TASK DESCRIPTION: Please reproduce all of the records below without changing a single character.

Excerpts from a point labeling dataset
____
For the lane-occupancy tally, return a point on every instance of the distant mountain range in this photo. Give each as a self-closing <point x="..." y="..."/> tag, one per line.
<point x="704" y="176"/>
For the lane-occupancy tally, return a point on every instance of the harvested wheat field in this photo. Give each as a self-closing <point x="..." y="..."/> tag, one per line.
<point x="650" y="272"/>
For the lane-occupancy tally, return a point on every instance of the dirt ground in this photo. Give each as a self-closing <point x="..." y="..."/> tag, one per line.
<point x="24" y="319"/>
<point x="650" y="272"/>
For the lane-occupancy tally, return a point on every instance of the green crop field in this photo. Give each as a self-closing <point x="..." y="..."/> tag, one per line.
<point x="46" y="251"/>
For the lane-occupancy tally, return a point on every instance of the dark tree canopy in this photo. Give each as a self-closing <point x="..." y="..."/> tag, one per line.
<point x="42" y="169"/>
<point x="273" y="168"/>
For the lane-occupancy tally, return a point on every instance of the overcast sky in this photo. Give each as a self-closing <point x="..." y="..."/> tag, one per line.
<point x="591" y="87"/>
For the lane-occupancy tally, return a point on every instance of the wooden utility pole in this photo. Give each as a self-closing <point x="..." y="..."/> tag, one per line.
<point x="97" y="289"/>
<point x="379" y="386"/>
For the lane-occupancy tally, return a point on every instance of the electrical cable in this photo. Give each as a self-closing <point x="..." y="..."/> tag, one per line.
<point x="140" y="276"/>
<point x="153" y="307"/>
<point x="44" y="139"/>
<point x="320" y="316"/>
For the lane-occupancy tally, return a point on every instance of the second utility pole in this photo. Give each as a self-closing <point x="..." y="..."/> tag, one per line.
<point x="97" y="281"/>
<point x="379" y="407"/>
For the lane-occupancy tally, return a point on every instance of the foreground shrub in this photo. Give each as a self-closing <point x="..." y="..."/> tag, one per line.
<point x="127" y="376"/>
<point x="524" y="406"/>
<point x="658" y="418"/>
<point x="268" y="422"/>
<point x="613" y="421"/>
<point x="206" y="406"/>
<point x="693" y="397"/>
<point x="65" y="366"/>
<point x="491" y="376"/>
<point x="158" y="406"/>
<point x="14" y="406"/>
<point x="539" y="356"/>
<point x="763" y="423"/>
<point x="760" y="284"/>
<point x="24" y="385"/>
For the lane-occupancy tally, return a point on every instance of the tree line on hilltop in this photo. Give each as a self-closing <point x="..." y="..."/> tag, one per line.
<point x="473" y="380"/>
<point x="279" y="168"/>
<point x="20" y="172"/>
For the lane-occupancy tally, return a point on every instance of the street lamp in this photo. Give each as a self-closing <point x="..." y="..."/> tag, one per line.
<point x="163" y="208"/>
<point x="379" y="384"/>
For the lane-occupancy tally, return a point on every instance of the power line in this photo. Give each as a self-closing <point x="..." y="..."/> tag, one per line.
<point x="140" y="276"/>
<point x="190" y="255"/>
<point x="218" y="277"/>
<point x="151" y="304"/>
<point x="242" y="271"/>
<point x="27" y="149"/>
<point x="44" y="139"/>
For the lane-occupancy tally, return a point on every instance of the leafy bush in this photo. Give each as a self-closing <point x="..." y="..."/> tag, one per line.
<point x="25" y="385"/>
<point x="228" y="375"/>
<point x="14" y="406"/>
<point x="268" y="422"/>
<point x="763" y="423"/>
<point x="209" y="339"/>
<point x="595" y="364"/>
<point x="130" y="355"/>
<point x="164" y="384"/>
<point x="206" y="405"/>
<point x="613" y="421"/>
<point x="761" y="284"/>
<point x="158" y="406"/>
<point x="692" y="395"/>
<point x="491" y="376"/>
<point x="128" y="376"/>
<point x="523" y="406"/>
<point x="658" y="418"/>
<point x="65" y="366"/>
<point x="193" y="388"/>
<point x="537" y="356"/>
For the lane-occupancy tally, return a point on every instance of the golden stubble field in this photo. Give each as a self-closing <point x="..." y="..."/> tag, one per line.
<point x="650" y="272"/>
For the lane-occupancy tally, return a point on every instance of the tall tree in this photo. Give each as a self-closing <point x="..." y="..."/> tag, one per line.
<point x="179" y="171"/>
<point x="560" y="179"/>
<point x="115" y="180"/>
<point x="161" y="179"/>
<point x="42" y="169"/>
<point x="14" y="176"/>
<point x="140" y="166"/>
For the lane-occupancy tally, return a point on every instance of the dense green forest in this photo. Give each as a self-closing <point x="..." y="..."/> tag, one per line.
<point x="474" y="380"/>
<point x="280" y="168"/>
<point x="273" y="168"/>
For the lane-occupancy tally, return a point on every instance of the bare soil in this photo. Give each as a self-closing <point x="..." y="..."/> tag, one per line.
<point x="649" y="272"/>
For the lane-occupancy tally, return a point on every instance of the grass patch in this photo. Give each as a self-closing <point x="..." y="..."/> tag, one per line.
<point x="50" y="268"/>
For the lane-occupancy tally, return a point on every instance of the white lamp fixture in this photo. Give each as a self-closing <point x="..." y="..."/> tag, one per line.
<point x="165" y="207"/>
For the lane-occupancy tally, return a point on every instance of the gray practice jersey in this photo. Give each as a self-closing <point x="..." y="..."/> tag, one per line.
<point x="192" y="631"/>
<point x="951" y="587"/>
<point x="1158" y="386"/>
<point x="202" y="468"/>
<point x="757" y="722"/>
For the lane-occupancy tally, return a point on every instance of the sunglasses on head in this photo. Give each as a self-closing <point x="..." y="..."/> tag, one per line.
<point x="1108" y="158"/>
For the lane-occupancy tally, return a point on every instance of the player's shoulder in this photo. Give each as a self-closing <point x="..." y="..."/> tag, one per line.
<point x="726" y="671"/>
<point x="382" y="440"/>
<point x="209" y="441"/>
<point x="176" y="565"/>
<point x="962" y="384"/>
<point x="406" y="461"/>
____
SOLUTION:
For the lane-occupancy tally, return a point on every instance of the distant mountain range in this photo. Give each as a self-closing <point x="..." y="..."/> tag, one per line.
<point x="704" y="176"/>
For the lane-occupancy tally, return a point on every instance of the harvested wheat field in this photo. Give each as a self-closing <point x="..." y="..."/> tag, one per line.
<point x="650" y="272"/>
For the lane-occupancy tally, return a point on every instance of the dirt ground in this photo. Give each as a self-closing <point x="..." y="..."/> tag, one per line.
<point x="24" y="319"/>
<point x="650" y="272"/>
For the lane-occupancy tally, return a point on every instance of the green crop field in this photo. Give each as a self-closing <point x="..." y="..."/> tag, one per line.
<point x="46" y="251"/>
For the lane-occupancy tally, return a point on every instance of the dark tree canopy in this photo. Give each as a self-closing <point x="..." y="..."/> tag, one per line.
<point x="42" y="169"/>
<point x="273" y="168"/>
For the lane-occupancy tally, return a point on every instance of the overcast sky in this photo. Give each as a self-closing <point x="..." y="..."/> tag, one per line.
<point x="591" y="87"/>
For the lane-occupancy tally, return a point on every instance of the wooden utility pole in this photo. Give each as a self-closing <point x="..." y="..."/> tag, one per line.
<point x="97" y="289"/>
<point x="379" y="386"/>
For the lane-occupancy tally, return a point on every instance of the electrical cable in this photo. Give each as a self-closing <point x="..." y="..."/> tag, one per line.
<point x="140" y="276"/>
<point x="153" y="307"/>
<point x="44" y="139"/>
<point x="320" y="316"/>
For the lane-occupancy tally, return a point on every instance of the second utility pole in this photo. Give each as a self-closing <point x="..." y="..."/> tag, one per line.
<point x="97" y="281"/>
<point x="379" y="407"/>
For the lane-occupancy tally, return a point on every instance of the foreground shrub in this photo. Give each as a self-closing <point x="..." y="..."/> tag, one per line.
<point x="127" y="376"/>
<point x="524" y="406"/>
<point x="658" y="418"/>
<point x="268" y="422"/>
<point x="613" y="421"/>
<point x="206" y="406"/>
<point x="693" y="397"/>
<point x="65" y="366"/>
<point x="491" y="376"/>
<point x="158" y="406"/>
<point x="14" y="406"/>
<point x="539" y="356"/>
<point x="763" y="423"/>
<point x="760" y="284"/>
<point x="24" y="385"/>
For the lane-occupancy tally, return a point on every instance of the tree line on hilltop in this photo. Give each as a self-closing <point x="..." y="..."/> tag, one per line.
<point x="473" y="380"/>
<point x="279" y="168"/>
<point x="20" y="172"/>
For the lane-occupancy tally, return a point on every instance of the street lamp in this photo. Give each as a self-closing <point x="..." y="..."/> tag, one per line.
<point x="163" y="208"/>
<point x="379" y="384"/>
For the lane-occupancy tally, return a point on every instance of the power line in this photo. Give each as a self-closing <point x="..." y="..."/> tag, one per line.
<point x="140" y="276"/>
<point x="190" y="255"/>
<point x="218" y="277"/>
<point x="151" y="304"/>
<point x="242" y="271"/>
<point x="27" y="149"/>
<point x="44" y="139"/>
For the lane-occupancy tally, return a point on every instance of the leafy bush in this photo. Give each as a self-closing <point x="..." y="..."/> tag, one per line.
<point x="25" y="385"/>
<point x="228" y="375"/>
<point x="14" y="406"/>
<point x="268" y="422"/>
<point x="763" y="423"/>
<point x="209" y="339"/>
<point x="595" y="364"/>
<point x="130" y="355"/>
<point x="164" y="384"/>
<point x="206" y="405"/>
<point x="613" y="421"/>
<point x="761" y="284"/>
<point x="158" y="406"/>
<point x="692" y="395"/>
<point x="491" y="376"/>
<point x="128" y="376"/>
<point x="523" y="406"/>
<point x="658" y="418"/>
<point x="65" y="366"/>
<point x="193" y="388"/>
<point x="537" y="356"/>
For the lane-occupancy tally, return a point on every instance of the golden stubble field in this photo. Give each as a self-closing <point x="..." y="..."/> tag, one per line.
<point x="650" y="272"/>
For the lane-occupancy tally, return a point on every instance of the tall tree in this photo. Give each as a self-closing <point x="..." y="..."/> tag, one per line.
<point x="179" y="171"/>
<point x="560" y="179"/>
<point x="115" y="180"/>
<point x="161" y="179"/>
<point x="42" y="169"/>
<point x="14" y="176"/>
<point x="140" y="166"/>
For the lane-occupancy tally, return a point on every instance of the dense green forest in this photo. Give each as a self-closing <point x="..." y="..."/> tag, one per line.
<point x="474" y="380"/>
<point x="280" y="168"/>
<point x="273" y="168"/>
For the lane-occupancy tally, return a point on every instance of the bare soil in this photo. Give each as a self-closing <point x="..." y="..."/> tag, one per line.
<point x="649" y="272"/>
For the lane-occupancy tally, return a point on every instance of the grass patch in this photo. Give each as a self-closing <point x="..." y="..."/> tag, one per line.
<point x="50" y="268"/>
For the lane-occupancy tally, return a point on every instance of the white lamp fixture in this photo. Give each as a self-closing <point x="..." y="..."/> tag, one per line.
<point x="165" y="207"/>
For the lane-occupancy tally, return a point on every instance of the gray practice jersey in this photo. Give each as a self-closing <point x="..." y="..."/> tag, one per line.
<point x="192" y="631"/>
<point x="951" y="587"/>
<point x="1158" y="386"/>
<point x="202" y="468"/>
<point x="757" y="722"/>
For the lane-occupancy tally, return a point on every instance of the sunglasses on head in this photo. Give each as a self-closing <point x="..." y="..."/> tag, one per line.
<point x="1108" y="158"/>
For the lane-occupancy tally, return a point on every instance of the player's shoulder in this photo. Give each as a self-closing <point x="..." y="..."/> tag, one per line.
<point x="726" y="671"/>
<point x="382" y="440"/>
<point x="209" y="441"/>
<point x="176" y="565"/>
<point x="962" y="384"/>
<point x="406" y="461"/>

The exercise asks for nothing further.